§ **What this task involves**: Return each entry exactly, omitting nothing.

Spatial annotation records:

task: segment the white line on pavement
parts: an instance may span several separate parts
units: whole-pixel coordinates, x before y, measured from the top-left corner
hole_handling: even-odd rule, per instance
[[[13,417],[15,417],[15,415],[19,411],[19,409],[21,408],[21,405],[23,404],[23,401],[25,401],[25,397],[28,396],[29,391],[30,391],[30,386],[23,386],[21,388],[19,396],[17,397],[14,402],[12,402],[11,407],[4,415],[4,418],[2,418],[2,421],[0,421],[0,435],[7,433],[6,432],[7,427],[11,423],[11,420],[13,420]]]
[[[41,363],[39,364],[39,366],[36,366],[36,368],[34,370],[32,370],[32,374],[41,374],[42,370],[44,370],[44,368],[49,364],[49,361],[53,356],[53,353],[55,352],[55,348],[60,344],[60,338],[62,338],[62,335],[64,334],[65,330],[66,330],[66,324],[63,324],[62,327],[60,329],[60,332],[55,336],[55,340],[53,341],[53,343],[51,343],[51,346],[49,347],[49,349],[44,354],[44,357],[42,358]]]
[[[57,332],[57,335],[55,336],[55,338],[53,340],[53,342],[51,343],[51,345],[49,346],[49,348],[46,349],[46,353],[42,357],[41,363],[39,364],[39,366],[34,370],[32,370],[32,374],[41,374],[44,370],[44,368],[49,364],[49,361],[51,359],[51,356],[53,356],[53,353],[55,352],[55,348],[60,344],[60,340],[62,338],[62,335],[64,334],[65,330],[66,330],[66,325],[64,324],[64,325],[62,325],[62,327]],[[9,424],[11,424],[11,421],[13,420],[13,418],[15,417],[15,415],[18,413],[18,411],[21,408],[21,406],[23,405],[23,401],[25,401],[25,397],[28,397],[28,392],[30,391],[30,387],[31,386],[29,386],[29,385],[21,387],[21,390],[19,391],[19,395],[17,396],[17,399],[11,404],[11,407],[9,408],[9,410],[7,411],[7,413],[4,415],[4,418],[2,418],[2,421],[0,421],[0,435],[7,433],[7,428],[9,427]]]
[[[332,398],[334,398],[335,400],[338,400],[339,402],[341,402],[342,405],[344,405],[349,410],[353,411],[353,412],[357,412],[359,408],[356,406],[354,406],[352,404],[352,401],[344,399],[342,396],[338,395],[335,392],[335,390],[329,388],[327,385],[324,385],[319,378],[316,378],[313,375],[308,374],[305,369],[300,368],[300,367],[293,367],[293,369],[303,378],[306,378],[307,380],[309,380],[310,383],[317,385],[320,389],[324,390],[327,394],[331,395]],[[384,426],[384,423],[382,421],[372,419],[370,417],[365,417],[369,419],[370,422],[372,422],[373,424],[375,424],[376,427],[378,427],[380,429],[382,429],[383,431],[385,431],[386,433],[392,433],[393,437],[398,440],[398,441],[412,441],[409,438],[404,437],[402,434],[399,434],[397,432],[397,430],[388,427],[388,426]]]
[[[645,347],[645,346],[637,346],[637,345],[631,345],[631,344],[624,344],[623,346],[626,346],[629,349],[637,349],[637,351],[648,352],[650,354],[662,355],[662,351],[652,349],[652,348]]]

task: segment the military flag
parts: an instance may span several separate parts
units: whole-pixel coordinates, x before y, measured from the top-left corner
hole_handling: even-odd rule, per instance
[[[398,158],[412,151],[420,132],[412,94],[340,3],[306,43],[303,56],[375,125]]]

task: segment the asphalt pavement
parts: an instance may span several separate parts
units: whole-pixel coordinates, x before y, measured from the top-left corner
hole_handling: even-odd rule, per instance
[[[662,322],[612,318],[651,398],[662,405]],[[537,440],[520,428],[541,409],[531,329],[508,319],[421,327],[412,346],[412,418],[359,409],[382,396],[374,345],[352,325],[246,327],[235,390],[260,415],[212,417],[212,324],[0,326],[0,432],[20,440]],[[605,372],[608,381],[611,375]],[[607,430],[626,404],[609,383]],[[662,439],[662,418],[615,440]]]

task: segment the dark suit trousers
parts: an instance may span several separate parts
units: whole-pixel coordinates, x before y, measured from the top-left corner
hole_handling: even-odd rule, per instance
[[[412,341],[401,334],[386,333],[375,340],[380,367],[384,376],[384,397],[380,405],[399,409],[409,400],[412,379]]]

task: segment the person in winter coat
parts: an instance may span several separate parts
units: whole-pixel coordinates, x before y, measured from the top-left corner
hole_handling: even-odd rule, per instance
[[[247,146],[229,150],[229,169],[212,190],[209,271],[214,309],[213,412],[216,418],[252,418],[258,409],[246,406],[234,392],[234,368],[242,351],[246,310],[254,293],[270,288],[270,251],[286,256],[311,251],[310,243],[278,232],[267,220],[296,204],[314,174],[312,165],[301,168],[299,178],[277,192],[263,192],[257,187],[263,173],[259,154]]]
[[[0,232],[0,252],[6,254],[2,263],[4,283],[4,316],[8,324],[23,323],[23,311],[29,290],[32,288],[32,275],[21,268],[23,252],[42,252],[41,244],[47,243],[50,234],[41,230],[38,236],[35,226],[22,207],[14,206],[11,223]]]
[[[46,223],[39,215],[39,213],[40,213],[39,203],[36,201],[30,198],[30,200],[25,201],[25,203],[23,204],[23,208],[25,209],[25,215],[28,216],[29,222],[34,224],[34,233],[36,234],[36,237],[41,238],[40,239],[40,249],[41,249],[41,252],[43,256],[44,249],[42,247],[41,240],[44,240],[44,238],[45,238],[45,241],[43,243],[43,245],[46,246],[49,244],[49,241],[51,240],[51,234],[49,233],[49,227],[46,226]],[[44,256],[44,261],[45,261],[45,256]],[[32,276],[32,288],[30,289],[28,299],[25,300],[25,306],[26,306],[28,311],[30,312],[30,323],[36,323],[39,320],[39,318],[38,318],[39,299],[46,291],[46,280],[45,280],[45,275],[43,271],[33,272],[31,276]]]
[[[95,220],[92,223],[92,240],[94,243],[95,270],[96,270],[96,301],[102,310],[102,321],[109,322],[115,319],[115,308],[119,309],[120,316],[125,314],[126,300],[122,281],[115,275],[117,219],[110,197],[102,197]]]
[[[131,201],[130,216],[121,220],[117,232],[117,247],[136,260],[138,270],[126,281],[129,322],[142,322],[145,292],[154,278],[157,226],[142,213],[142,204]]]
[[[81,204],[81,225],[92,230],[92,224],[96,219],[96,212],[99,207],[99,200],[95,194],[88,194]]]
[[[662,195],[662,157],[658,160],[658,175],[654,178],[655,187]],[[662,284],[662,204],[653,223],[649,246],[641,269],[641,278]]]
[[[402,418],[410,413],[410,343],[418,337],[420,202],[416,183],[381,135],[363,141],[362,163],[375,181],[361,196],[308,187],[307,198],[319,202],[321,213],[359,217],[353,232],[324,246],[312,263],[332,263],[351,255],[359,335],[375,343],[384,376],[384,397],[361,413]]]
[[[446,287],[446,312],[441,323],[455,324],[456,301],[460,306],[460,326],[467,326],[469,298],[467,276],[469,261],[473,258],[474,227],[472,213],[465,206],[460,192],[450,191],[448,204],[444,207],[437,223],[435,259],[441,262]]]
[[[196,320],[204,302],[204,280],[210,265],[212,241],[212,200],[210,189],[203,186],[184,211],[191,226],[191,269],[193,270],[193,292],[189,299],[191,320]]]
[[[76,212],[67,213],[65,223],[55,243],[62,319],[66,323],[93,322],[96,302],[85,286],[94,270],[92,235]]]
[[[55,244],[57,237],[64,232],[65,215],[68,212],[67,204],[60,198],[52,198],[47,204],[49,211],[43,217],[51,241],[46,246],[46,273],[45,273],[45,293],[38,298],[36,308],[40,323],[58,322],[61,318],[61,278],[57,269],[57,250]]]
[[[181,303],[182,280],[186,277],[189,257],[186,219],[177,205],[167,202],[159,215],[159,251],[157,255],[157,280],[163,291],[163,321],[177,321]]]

§ **Response**:
task: segment the white line on pavement
parts: an instance may span several separate parts
units: whole-pixel coordinates, x before y, measured from the top-left corner
hole_handling: even-odd rule, per instance
[[[13,417],[15,417],[15,415],[19,411],[19,409],[21,408],[21,405],[23,404],[23,401],[25,401],[25,397],[28,396],[29,391],[30,391],[30,386],[23,386],[21,388],[19,396],[17,397],[14,402],[12,402],[11,407],[4,415],[4,418],[2,418],[2,421],[0,421],[0,435],[7,433],[6,432],[7,427],[11,423],[11,420],[13,420]]]
[[[41,363],[39,364],[39,366],[36,366],[36,368],[34,370],[32,370],[32,374],[41,374],[42,370],[44,370],[44,368],[49,364],[49,361],[53,356],[53,353],[55,352],[55,348],[60,344],[60,338],[62,338],[62,335],[64,334],[65,330],[66,330],[66,324],[63,324],[62,327],[60,329],[60,332],[55,336],[55,340],[53,341],[53,343],[51,343],[51,346],[49,347],[49,349],[44,354],[44,357],[42,358]]]
[[[57,332],[57,335],[55,336],[55,338],[53,340],[53,342],[51,343],[51,345],[49,346],[49,348],[46,349],[46,353],[42,357],[41,363],[39,364],[39,366],[34,370],[32,370],[32,374],[41,374],[44,370],[44,368],[49,364],[49,361],[51,359],[51,356],[53,356],[53,353],[55,352],[55,348],[60,344],[60,340],[62,338],[62,335],[64,334],[65,330],[66,330],[66,325],[64,324],[64,325],[62,325],[62,327]],[[9,424],[11,424],[11,421],[13,420],[13,418],[15,417],[15,415],[18,413],[18,411],[21,408],[21,406],[23,405],[23,401],[25,401],[25,397],[28,397],[28,392],[30,391],[30,387],[31,386],[29,386],[29,385],[21,387],[21,390],[19,391],[19,395],[17,396],[17,399],[11,404],[11,407],[9,408],[9,410],[7,411],[7,413],[4,415],[4,418],[2,418],[2,421],[0,421],[0,435],[7,433],[7,428],[9,427]]]
[[[332,398],[334,398],[335,400],[338,400],[339,402],[341,402],[342,405],[344,405],[349,410],[353,411],[353,412],[357,412],[359,408],[356,406],[354,406],[352,404],[352,401],[344,399],[342,396],[338,395],[335,392],[335,390],[329,388],[327,385],[324,385],[319,378],[316,378],[313,375],[308,374],[305,369],[300,368],[300,367],[293,367],[293,369],[303,378],[306,378],[307,380],[309,380],[310,383],[317,385],[320,389],[324,390],[327,394],[331,395]],[[384,426],[384,423],[382,421],[372,419],[370,417],[365,417],[369,419],[370,422],[372,422],[373,424],[375,424],[376,427],[378,427],[380,429],[382,429],[383,431],[385,431],[386,433],[392,433],[393,437],[398,440],[398,441],[412,441],[409,438],[404,437],[402,434],[399,434],[397,432],[397,430],[388,427],[388,426]]]
[[[645,347],[645,346],[637,346],[637,345],[631,345],[631,344],[624,344],[623,346],[626,346],[629,349],[637,349],[637,351],[648,352],[650,354],[662,355],[662,351],[652,349],[652,348]]]

task: segment the military flag
parts: an instance may span several separate parts
units: whole-pixel coordinates, x before y, measured from the top-left corner
hole_handling: even-odd rule, per instance
[[[398,158],[412,151],[420,132],[412,94],[340,3],[306,43],[303,56],[375,125]]]

task: segment the asphalt pavement
parts: an instance may span several separate parts
units: whole-pixel coordinates, x before y, measured from the top-left corner
hole_handling: even-odd rule, per instance
[[[662,322],[612,318],[651,398],[662,405]],[[537,440],[520,428],[541,409],[531,329],[508,319],[421,327],[412,346],[412,418],[359,409],[382,396],[374,345],[352,325],[246,327],[235,390],[260,415],[212,417],[212,324],[0,326],[0,432],[20,440]],[[605,372],[608,381],[611,375]],[[607,430],[626,404],[609,383]],[[662,439],[662,418],[615,440]]]

task: segment the dark suit trousers
parts: an instance may span several separate parts
units: whole-pixel coordinates, x before y, measured from the top-left corner
hole_handling: even-odd rule, per instance
[[[412,341],[401,334],[386,333],[375,340],[380,367],[384,376],[384,397],[380,405],[399,409],[409,400],[412,379]]]

task: segment the person in winter coat
parts: an instance may span several separate parts
units: whole-pixel coordinates, x before y, measured from the top-left corner
hole_handling: even-odd rule, per instance
[[[247,146],[229,150],[229,169],[212,190],[209,271],[214,309],[213,412],[216,418],[252,418],[258,409],[246,406],[234,392],[234,368],[242,351],[246,310],[254,293],[270,288],[270,251],[286,256],[311,251],[310,243],[278,232],[267,220],[296,204],[314,174],[312,165],[301,168],[299,178],[277,192],[263,192],[257,187],[263,173],[259,154]]]
[[[0,232],[0,252],[6,254],[2,263],[4,283],[4,316],[8,324],[23,323],[23,311],[29,290],[32,288],[32,275],[21,268],[23,252],[42,252],[41,244],[47,243],[50,234],[41,230],[38,236],[35,226],[22,207],[14,206],[11,223]]]
[[[46,223],[39,215],[39,213],[40,213],[39,203],[36,201],[30,198],[30,200],[25,201],[25,203],[23,204],[23,208],[25,209],[25,215],[28,216],[29,222],[34,224],[34,233],[36,234],[36,237],[41,238],[40,239],[40,249],[41,249],[41,252],[43,256],[44,249],[42,247],[41,240],[44,240],[44,238],[45,238],[45,241],[43,243],[43,245],[46,246],[49,244],[49,241],[51,240],[51,234],[49,233],[49,227],[46,226]],[[44,256],[44,261],[45,261],[45,256]],[[32,276],[32,288],[30,289],[28,299],[25,300],[25,306],[26,306],[28,311],[30,312],[30,323],[36,323],[39,320],[39,318],[38,318],[39,299],[46,291],[46,280],[45,280],[45,275],[43,271],[33,272],[31,276]]]
[[[95,220],[92,223],[92,240],[94,243],[95,270],[96,270],[96,301],[102,310],[102,321],[109,322],[115,319],[115,308],[119,309],[120,316],[125,314],[126,300],[122,281],[115,275],[117,219],[110,197],[102,197]]]
[[[131,201],[130,216],[121,220],[117,232],[117,247],[136,260],[138,270],[126,281],[129,322],[142,322],[145,292],[154,278],[157,226],[142,213],[142,204]]]
[[[81,204],[81,225],[92,230],[92,224],[96,219],[96,212],[99,207],[99,200],[95,194],[88,194]]]
[[[662,195],[662,157],[658,160],[658,175],[654,178],[655,187]],[[662,284],[662,204],[653,223],[649,246],[641,269],[641,278]]]
[[[402,418],[410,413],[410,343],[418,337],[420,202],[416,183],[381,135],[363,141],[362,163],[375,181],[361,196],[308,187],[307,198],[319,202],[321,213],[359,217],[353,232],[324,246],[312,263],[332,263],[351,255],[359,335],[375,343],[384,376],[384,397],[361,413]]]
[[[446,287],[446,312],[441,323],[455,324],[456,301],[460,306],[460,326],[467,326],[469,298],[467,276],[469,261],[473,258],[474,227],[472,213],[465,206],[460,192],[450,191],[448,204],[444,207],[437,223],[435,259],[441,262]]]
[[[196,320],[204,302],[204,280],[210,265],[212,241],[212,200],[210,189],[203,186],[184,211],[191,226],[191,269],[193,270],[193,292],[189,299],[191,320]]]
[[[76,212],[67,213],[65,223],[55,243],[62,319],[66,323],[93,322],[96,302],[85,286],[94,270],[92,235]]]
[[[55,244],[57,237],[64,232],[65,215],[68,212],[67,204],[60,198],[52,198],[47,204],[49,211],[43,217],[51,241],[46,246],[46,273],[45,273],[45,293],[38,298],[36,308],[40,323],[58,322],[61,318],[61,278],[57,269],[57,250]]]
[[[181,303],[182,280],[186,277],[189,257],[186,219],[177,205],[167,202],[159,215],[159,251],[157,255],[157,280],[163,291],[163,321],[177,321]]]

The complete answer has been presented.